-------- Source material --------

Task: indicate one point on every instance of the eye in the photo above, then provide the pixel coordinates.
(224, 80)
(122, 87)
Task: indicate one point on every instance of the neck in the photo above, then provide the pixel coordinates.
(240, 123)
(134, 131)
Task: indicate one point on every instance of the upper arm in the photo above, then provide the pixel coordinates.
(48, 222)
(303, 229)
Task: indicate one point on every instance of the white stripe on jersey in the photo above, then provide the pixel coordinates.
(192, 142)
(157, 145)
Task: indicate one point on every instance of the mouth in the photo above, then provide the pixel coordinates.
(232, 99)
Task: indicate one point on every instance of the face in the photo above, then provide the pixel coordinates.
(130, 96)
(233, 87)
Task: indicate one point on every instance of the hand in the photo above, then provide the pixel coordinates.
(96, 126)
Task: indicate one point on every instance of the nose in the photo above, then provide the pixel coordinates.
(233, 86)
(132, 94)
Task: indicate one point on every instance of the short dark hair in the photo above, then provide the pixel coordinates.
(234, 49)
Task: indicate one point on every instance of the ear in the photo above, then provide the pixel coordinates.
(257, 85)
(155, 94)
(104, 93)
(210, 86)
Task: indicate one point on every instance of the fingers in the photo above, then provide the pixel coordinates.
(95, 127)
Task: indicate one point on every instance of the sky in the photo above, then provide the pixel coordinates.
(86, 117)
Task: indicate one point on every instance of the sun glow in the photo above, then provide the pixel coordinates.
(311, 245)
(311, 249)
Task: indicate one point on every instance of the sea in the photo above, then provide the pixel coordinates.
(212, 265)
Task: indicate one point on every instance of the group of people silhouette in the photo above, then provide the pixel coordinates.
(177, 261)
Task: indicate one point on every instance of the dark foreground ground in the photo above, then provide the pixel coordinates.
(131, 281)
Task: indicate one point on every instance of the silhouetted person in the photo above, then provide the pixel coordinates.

--------

- Aim of the exercise: Copy the rows above word for word, from the row with "Task: indicate one point on every instance of the sea" through the last row.

- Full response:
Task: indicate one point on every instance of the sea in the photo above, then provide the pixel coordinates.
(212, 265)
Task: indicate one point on every instance of the group of people silhouette in the photo above, then provide the pixel coordinates.
(177, 261)
Task: indicate one point on every instance of the dark foreground ground in the photo above, then provide the pixel coordinates.
(131, 281)
Task: indicate one point on every instance of the silhouetted person in the photo above, then provide the pixel coordinates.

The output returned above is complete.